### Recorded data:

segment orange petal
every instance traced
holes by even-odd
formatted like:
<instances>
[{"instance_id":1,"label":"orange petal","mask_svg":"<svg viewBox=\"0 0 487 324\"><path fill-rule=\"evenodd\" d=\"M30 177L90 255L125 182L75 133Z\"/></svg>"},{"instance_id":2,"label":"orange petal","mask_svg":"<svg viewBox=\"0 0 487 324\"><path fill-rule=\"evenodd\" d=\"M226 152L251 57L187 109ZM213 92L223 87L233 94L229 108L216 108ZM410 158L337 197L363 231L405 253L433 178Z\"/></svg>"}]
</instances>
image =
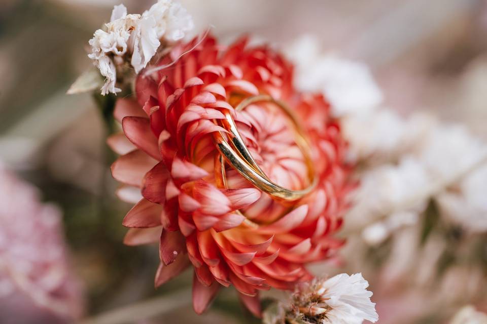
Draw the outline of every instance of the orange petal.
<instances>
[{"instance_id":1,"label":"orange petal","mask_svg":"<svg viewBox=\"0 0 487 324\"><path fill-rule=\"evenodd\" d=\"M122 185L115 191L115 195L122 201L131 204L137 204L143 198L140 188L127 185Z\"/></svg>"}]
</instances>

### Exercise requirements:
Recast the listing above as a two-column CSV with the headers input and output, where each row puts one text from the listing in the input field and its answer in the output field. Wrap every field in quotes, turn line breaks into spaces, and leave the pictures out.

### Response below:
input,output
"segment orange petal every instance traced holes by even-odd formatted like: <instances> [{""instance_id"":1,""label"":""orange petal"",""mask_svg"":""<svg viewBox=\""0 0 487 324\""><path fill-rule=\""evenodd\"" d=\""M30 177L90 255L125 182L75 133Z\""/></svg>""},{""instance_id"":2,""label"":""orange petal"",""mask_svg"":""<svg viewBox=\""0 0 487 324\""><path fill-rule=\""evenodd\"" d=\""M226 152L251 57L187 109ZM213 92L223 87L233 94L229 108L216 108ZM410 158L337 197L363 231L405 253L433 178Z\""/></svg>""}] </instances> image = Draw the outline of every instance of the orange petal.","<instances> [{""instance_id"":1,""label"":""orange petal"",""mask_svg"":""<svg viewBox=\""0 0 487 324\""><path fill-rule=\""evenodd\"" d=\""M122 185L115 191L115 195L122 201L131 204L137 204L143 198L140 188L127 185Z\""/></svg>""}] </instances>"